--- Goal of the exercise ---
In the listing below, substitute "Put a marker" for every occurrence of "Place a dot" and reproduce all lines with no other change.

======== Given entries ========

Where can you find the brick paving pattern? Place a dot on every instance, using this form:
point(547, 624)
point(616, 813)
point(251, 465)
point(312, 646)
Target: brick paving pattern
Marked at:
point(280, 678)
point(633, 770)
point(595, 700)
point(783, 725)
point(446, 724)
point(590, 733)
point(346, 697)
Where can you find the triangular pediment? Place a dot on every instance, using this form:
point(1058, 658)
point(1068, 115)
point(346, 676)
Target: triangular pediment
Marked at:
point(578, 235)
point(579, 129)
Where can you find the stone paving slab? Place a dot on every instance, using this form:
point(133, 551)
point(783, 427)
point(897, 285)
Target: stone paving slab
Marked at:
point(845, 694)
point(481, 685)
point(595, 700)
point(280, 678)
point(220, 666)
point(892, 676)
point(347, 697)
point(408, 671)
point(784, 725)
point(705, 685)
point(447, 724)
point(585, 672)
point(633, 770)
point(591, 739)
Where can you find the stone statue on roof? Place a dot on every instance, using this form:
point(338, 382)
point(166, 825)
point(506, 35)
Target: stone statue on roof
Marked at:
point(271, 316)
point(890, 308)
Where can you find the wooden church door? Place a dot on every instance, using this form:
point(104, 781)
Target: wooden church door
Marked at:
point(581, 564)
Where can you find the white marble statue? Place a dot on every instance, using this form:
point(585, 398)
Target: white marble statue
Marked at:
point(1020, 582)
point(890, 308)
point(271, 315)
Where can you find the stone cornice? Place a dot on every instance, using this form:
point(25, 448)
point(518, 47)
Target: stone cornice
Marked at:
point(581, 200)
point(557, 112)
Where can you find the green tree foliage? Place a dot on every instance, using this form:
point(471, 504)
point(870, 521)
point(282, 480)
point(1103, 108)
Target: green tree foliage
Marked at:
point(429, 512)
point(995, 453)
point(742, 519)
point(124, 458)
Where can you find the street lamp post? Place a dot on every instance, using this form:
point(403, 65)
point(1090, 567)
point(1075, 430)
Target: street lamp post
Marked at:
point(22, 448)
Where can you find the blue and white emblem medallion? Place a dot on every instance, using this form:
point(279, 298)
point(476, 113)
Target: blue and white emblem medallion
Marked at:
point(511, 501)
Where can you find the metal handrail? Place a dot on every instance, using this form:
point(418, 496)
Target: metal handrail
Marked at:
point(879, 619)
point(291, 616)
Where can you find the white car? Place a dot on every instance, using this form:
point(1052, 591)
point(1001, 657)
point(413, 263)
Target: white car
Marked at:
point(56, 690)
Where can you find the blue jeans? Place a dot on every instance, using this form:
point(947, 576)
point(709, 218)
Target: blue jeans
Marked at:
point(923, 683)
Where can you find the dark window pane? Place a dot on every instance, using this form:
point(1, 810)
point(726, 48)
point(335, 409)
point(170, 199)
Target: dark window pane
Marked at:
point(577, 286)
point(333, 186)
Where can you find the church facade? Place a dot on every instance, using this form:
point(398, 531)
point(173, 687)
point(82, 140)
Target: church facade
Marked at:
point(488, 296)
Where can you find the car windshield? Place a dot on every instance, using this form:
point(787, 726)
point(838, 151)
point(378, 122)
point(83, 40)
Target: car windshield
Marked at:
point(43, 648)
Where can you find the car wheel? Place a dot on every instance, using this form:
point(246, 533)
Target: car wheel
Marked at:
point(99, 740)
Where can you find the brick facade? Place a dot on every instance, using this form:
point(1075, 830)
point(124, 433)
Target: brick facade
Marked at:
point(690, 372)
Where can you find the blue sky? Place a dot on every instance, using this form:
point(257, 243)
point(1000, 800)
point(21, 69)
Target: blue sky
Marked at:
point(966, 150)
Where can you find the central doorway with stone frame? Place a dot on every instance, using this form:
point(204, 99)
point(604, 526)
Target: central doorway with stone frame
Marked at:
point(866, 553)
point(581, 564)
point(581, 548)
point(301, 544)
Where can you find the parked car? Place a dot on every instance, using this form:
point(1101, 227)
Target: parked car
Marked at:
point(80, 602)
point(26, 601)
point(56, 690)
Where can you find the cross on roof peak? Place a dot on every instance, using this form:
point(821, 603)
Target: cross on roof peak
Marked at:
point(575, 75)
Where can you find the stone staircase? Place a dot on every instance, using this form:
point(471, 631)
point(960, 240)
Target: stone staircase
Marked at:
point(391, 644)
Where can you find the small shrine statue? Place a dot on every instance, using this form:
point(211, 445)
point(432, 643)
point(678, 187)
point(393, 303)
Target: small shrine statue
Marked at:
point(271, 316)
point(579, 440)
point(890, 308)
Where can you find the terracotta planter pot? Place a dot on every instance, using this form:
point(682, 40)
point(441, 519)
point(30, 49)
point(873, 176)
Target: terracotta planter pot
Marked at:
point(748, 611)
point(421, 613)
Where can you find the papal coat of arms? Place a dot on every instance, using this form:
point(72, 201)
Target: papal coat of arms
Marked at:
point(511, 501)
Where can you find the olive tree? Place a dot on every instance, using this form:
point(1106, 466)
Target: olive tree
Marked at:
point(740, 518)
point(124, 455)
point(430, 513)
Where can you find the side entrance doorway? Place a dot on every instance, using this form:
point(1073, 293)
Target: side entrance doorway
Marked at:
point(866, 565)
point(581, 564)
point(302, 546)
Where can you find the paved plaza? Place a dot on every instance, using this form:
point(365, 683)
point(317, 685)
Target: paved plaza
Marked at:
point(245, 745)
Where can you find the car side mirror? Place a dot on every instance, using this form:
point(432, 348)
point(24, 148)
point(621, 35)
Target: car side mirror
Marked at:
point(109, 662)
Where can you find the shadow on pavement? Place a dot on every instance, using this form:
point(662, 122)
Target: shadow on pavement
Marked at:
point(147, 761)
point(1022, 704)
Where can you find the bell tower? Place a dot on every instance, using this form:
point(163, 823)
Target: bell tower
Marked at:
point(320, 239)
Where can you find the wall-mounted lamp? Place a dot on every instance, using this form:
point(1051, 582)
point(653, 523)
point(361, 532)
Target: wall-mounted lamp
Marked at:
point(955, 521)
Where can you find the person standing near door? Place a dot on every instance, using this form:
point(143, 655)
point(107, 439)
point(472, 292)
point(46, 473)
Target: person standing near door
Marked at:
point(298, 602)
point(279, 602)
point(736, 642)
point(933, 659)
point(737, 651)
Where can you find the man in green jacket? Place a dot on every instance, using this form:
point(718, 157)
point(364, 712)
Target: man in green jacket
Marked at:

========

--- Reply ---
Where can you find the brick paving pattern? Put a marker on every instance, using this form:
point(547, 624)
point(616, 813)
point(251, 465)
point(312, 646)
Target: brick paving pattern
Marked at:
point(280, 678)
point(633, 770)
point(595, 700)
point(783, 725)
point(446, 724)
point(590, 733)
point(346, 697)
Where can you find the triangular pediment? Put a marker on every instance, using this form:
point(1058, 658)
point(1068, 115)
point(346, 676)
Target: triangular pediment
Marked at:
point(578, 235)
point(579, 129)
Where can you find the stone paving slab? Put a marker on every instance, using this form:
point(133, 551)
point(783, 427)
point(897, 285)
Target: stone paving slab
Marked at:
point(845, 694)
point(481, 685)
point(595, 700)
point(280, 678)
point(220, 666)
point(892, 676)
point(347, 697)
point(408, 671)
point(784, 725)
point(705, 685)
point(447, 724)
point(585, 672)
point(633, 770)
point(591, 739)
Where can you find the stone statue on roof? Put a marker on every instance, using this form:
point(338, 382)
point(166, 825)
point(506, 35)
Target: stone statue on roof
Marked at:
point(271, 316)
point(890, 308)
Where can you find the wooden church door? Put a marker on every instance, using this form:
point(104, 781)
Target: wooden church door
Marked at:
point(581, 564)
Where can you find the white marble statue? Put a marker on every instance, using this form:
point(585, 398)
Target: white marble statue
Marked at:
point(1020, 582)
point(890, 308)
point(271, 315)
Where can you find the stone cornice? Put a marker on every instance, using this form:
point(25, 448)
point(518, 47)
Target: stone cornice
Marked at:
point(581, 200)
point(557, 112)
Where can you find the green tree foliage? Put a marker on every instance, using this form:
point(471, 504)
point(870, 521)
point(282, 480)
point(1103, 108)
Target: green tree foliage
Marked at:
point(429, 512)
point(995, 453)
point(742, 519)
point(124, 458)
Where can you find the street lamp post? Put a marker on every instance, using this form:
point(403, 65)
point(1090, 567)
point(1075, 430)
Target: street lamp post
Marked at:
point(22, 448)
Where can you find the blue and white emblem medallion? Put a marker on every instance, using this form:
point(279, 298)
point(476, 113)
Target: blue and white emblem medallion
Marked at:
point(511, 501)
Where can you find the metal handrail? Put a marker on every instance, using this form:
point(418, 496)
Target: metal handrail
Marked at:
point(879, 619)
point(291, 616)
Where can you find the white car? Put a marker on every instance, using this form:
point(1052, 591)
point(1001, 657)
point(413, 263)
Target: white car
Marked at:
point(56, 690)
Where can you find the blue jeans? Put a marker on every instance, using this form:
point(947, 576)
point(709, 218)
Target: blue jeans
Marked at:
point(923, 683)
Where can you find the dark window pane? Put a marker on every instance, using this form:
point(1, 810)
point(726, 48)
point(335, 409)
point(170, 199)
Target: dark window pane
Marked at:
point(577, 286)
point(333, 186)
Where can you find the church facade? Put a marker on every instance, using this form:
point(398, 531)
point(173, 687)
point(82, 140)
Target: church facade
Marked at:
point(488, 296)
Where can you find the car windshield? Put a marker on every instance, using this form:
point(787, 726)
point(838, 151)
point(378, 122)
point(83, 40)
Target: car windshield
Marked at:
point(43, 648)
Where can you find the car wheel? Put a marker on every instance, using this form:
point(246, 533)
Target: car wheel
Marked at:
point(99, 740)
Where can you find the brick facade? Put a marker on every instance, using this form:
point(1075, 830)
point(124, 433)
Target: brick facade
Marked at:
point(690, 372)
Where can you find the blue sky? Put a marker on every instance, using this form:
point(257, 243)
point(1000, 800)
point(21, 69)
Target: blue sky
Marked at:
point(966, 150)
Where can you find the central doorway with stone frame? Put a marker on every instance, using this form:
point(204, 99)
point(604, 526)
Target: central doorway with stone frame
Marked at:
point(866, 553)
point(581, 564)
point(581, 548)
point(301, 544)
Where can you find the parked car? Put a marker on every instance, using this form:
point(1101, 227)
Target: parked car
Marked at:
point(80, 602)
point(26, 601)
point(56, 690)
Where can you find the cross on roof peak? Put a marker on every instance, using this form:
point(821, 603)
Target: cross on roof peak
Marked at:
point(575, 75)
Where can you find the stone staircase? Put a marker on every instance, using this form:
point(471, 631)
point(960, 240)
Target: stone staircase
Marked at:
point(391, 644)
Where can you find the small shrine statue? Put a marker on every instance, using this form:
point(211, 445)
point(432, 643)
point(678, 187)
point(393, 303)
Target: small shrine statue
Marked at:
point(271, 316)
point(579, 440)
point(890, 308)
Where can you find the terracotta planter pot? Put a marker on every instance, using this form:
point(682, 40)
point(441, 519)
point(30, 49)
point(873, 176)
Target: terracotta planter pot
Marked at:
point(748, 611)
point(421, 613)
Where can you find the papal coat of arms? Put a marker on every instance, using this form:
point(72, 201)
Target: papal coat of arms
Marked at:
point(511, 501)
Where can you find the olive tree? Put a marker on every instance, using this form:
point(1106, 466)
Target: olive tree
Marked at:
point(740, 518)
point(124, 455)
point(430, 513)
Where can you find the side entrance doorway? Put a marker on every instance, using this form:
point(1073, 293)
Target: side entrance doorway
Marked at:
point(866, 565)
point(581, 564)
point(302, 546)
Where can you find the paved plaza? Put a marker on every instance, using this form:
point(365, 683)
point(317, 685)
Target: paved plaza
Marked at:
point(245, 745)
Where can you find the car side mirror? Put a marker on every instance, using this form:
point(432, 348)
point(24, 148)
point(621, 35)
Target: car side mirror
Marked at:
point(109, 662)
Where can you find the shadow on pavement? Put a marker on every instance, using this form:
point(662, 122)
Target: shadow on pavement
Marked at:
point(147, 761)
point(1022, 704)
Where can you find the bell tower? Put a marker on every instance, using this form:
point(163, 823)
Target: bell tower
Marked at:
point(320, 239)
Where can you find the wall-mounted lamp? Put a marker on every instance, using this form:
point(1051, 582)
point(653, 523)
point(361, 532)
Target: wall-mounted lamp
Marked at:
point(955, 521)
Where can you find the person standing near door? Put a marker on every instance, using this form:
point(143, 655)
point(107, 439)
point(472, 292)
point(46, 473)
Target: person standing near door
Marked at:
point(298, 602)
point(279, 602)
point(736, 642)
point(933, 659)
point(737, 651)
Where can you find the man in green jacket? Put a marker on every instance, using this form:
point(718, 157)
point(364, 712)
Target: man in green jacket
Marked at:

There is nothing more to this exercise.